▸ **TÂCHES**
1. Ces affirmations concordent-elles avec l'article sur la pleine conscience ? (a) Ian Paul est pasteur anglican. (b) Le livret de Tim Stead paraît dans la série Grove Spirituality. (c) Ian Paul répond par la négative à la question de savoir si la pleine conscience est chrétienne. Pour chacune, répondez par oui ou non et citez les mots décisifs de l'article.
2. Pouvez-vous poursuivre l'article sur la pleine conscience à la suite de sa dernière phrase ?

▸ **PAGE**
Cet article a pour sujet la pratique de la pleine conscience qui s'enracine dans le bouddhisme et cherche à effacer la distinction entre le Créateur et la créature (monisme).

4 pages. Traduit par Paulin Bédard

La pleine conscience est-elle chrétienne?

Dans son article intitulé « Is “Mindfulness” Christian ? » [La « pleine conscience » est-elle chrétienne?]1, Ian Paul, pasteur anglican, commente avec enthousiasme le livret écrit par son confrère anglican, Tim Stead, Mindfulness and Prayer [Pleine conscience et prière], dans la série Grove Spirituality. Stead consacre sa brochure et une grande partie de son ministère à normaliser pour les chrétiens une technique bouddhiste de spiritualité connue sous le nom de Mindfulness [la pleine conscience]. La pleine conscience est-elle chrétienne? Ian Paul répond avec enthousiasme : « oui! ».

[Extraits d'un jeu de données sur le pointage d'objets]

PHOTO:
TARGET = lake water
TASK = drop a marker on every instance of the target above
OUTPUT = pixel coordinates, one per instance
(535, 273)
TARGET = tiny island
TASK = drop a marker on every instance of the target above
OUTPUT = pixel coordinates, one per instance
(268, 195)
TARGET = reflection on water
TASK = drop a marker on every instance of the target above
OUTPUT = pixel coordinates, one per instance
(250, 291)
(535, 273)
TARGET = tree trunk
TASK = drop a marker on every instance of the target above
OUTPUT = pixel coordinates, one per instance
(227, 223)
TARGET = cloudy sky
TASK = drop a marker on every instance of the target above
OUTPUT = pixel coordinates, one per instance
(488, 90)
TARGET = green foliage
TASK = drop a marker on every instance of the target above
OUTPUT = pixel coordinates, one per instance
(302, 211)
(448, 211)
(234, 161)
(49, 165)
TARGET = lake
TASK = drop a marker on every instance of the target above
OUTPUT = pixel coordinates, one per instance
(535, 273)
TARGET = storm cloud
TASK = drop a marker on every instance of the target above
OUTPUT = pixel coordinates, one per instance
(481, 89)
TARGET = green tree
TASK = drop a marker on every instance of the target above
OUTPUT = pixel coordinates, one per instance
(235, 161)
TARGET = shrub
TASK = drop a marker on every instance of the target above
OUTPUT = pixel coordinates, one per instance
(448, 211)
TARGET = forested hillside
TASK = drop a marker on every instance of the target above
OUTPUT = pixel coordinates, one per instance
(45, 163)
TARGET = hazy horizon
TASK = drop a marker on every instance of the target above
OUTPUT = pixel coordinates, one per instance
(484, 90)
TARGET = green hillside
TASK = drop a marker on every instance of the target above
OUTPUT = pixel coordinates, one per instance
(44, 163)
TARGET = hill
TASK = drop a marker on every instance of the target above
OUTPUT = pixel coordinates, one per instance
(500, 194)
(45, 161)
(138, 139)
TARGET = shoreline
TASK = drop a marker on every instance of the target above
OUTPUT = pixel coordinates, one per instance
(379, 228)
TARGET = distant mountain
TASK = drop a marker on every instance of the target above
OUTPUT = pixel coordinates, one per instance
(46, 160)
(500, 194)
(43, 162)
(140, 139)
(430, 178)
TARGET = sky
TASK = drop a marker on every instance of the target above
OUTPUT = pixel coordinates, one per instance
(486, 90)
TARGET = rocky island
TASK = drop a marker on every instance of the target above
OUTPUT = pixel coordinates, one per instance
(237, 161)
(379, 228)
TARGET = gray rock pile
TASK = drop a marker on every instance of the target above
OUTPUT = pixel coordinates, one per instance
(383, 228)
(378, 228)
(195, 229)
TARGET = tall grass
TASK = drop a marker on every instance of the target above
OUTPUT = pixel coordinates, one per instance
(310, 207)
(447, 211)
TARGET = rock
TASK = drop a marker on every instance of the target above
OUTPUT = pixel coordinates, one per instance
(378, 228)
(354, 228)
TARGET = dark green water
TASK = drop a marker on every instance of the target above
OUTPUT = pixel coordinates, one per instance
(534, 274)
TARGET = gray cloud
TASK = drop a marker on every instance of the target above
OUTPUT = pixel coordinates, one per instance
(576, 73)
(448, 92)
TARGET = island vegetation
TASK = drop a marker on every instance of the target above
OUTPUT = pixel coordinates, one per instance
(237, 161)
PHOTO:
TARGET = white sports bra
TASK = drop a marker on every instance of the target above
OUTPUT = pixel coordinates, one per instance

▸ **RÉPONSES**
1.
(a) Oui : « Ian Paul, pasteur anglican ».
(b) Oui : « Mindfulness and Prayer [Pleine conscience et prière], dans la série Grove Spirituality ».
(c) Non : « Ian Paul répond avec enthousiasme : « oui! » ».

2.
Le pasteur Paul nous assure que les valeurs de la pleine conscience se trouvent dans la Bible. Selon lui, la réflexion profonde de la pleine conscience est exactement ce qu’a fait le fils prodigue. Il est « rentré en lui-même » : « L’attention est simplement une compétence qui doit être pratiquée. » Il nous assure que nous ne devons pas craindre la pleine conscience, car elle est désormais présente dans les contextes cliniques et psychologiques courants (bien qu’il soit certainement erroné de penser que ces domaines sont neutres). Le pasteur Paul nous assure que la pleine conscience est une technique totalement inoffensive qui permet de ralentir jusqu’à un état de lucidité afin d’entrer dans la présence de Dieu dans la prière.

Selon le pasteur Paul :

« Nous devrions noter à quel point certaines des techniques de la pleine conscience sont similaires à celles suggérées par les grands mystiques qui ont exploré les formes contemplatives de la prière. Mes propres inspirations ont été Thérèse d’Avila et la tradition orthodoxe orientale de la Prière de Jésus. »

Malheureusement, il peut être démontré que ces mystiques médiévaux et leurs techniques spirituelles étaient dangereusement hérétiques, adoptant une forme bouddhiste similaire de spiritualité contemplative, à savoir le néo-platonisme non-duel. C’est une autre et longue histoire2.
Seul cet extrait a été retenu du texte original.